--- What to produce ---
Swap each "sky" in the records below for "water", keeping everything else unchanged, and leave the pictures out of your answer.

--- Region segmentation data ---

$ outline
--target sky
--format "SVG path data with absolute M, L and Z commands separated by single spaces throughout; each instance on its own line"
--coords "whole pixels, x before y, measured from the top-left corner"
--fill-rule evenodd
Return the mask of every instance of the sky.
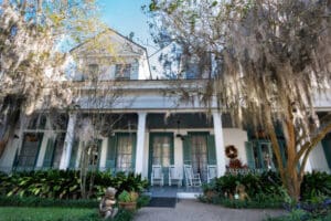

--- Full response ---
$ outline
--target water
--format "SVG path data with absolute M, L and Z commands separated by single spaces throughout; each instance on its own line"
--coords "whole pixels, x before y, measured from the top-left corner"
--fill-rule evenodd
Return the mask of every instance of the water.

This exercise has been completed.